» **CHALLENGE**: Pick out and copy every line of the data below that contains the string "throw". Case counts.

start DATA SHOWN

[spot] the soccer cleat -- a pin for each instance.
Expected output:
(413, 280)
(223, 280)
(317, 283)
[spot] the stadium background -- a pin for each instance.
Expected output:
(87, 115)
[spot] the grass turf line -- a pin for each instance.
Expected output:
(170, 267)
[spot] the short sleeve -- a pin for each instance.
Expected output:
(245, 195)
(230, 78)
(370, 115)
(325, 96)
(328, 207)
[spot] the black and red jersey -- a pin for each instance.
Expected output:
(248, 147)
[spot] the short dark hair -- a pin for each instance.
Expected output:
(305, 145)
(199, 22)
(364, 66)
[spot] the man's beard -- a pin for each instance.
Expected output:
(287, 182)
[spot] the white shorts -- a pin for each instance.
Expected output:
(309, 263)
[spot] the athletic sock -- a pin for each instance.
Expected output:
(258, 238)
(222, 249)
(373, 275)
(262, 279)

end DATA SHOWN
start DATA SHOWN

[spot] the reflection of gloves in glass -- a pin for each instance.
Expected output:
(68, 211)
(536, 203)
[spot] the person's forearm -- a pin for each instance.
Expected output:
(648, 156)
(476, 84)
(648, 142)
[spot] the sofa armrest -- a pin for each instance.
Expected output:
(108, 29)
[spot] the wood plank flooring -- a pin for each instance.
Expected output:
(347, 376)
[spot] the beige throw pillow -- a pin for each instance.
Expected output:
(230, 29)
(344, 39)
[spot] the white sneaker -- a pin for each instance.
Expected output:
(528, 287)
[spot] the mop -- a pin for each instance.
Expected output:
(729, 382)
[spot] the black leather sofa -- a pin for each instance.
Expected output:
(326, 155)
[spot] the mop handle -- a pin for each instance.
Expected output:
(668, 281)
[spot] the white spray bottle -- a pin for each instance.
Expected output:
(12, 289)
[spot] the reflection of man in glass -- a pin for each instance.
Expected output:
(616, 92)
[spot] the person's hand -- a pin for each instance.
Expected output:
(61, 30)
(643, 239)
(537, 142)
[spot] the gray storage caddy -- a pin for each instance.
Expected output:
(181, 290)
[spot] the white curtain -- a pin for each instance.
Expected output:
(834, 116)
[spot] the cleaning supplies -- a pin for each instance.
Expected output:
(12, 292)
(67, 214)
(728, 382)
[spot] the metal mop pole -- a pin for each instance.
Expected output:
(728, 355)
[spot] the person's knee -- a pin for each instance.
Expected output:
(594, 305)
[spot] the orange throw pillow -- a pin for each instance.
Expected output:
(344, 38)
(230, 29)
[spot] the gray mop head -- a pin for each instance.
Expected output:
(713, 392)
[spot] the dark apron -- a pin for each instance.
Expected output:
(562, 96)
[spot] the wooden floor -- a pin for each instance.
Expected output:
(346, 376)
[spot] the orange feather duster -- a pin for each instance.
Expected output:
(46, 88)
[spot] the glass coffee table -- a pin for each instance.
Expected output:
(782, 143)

end DATA SHOWN

» **ANSWER TO THE EXERCISE**:
[spot] the beige throw pillow -- a pin for each instance.
[spot] the orange throw pillow -- a pin for each instance.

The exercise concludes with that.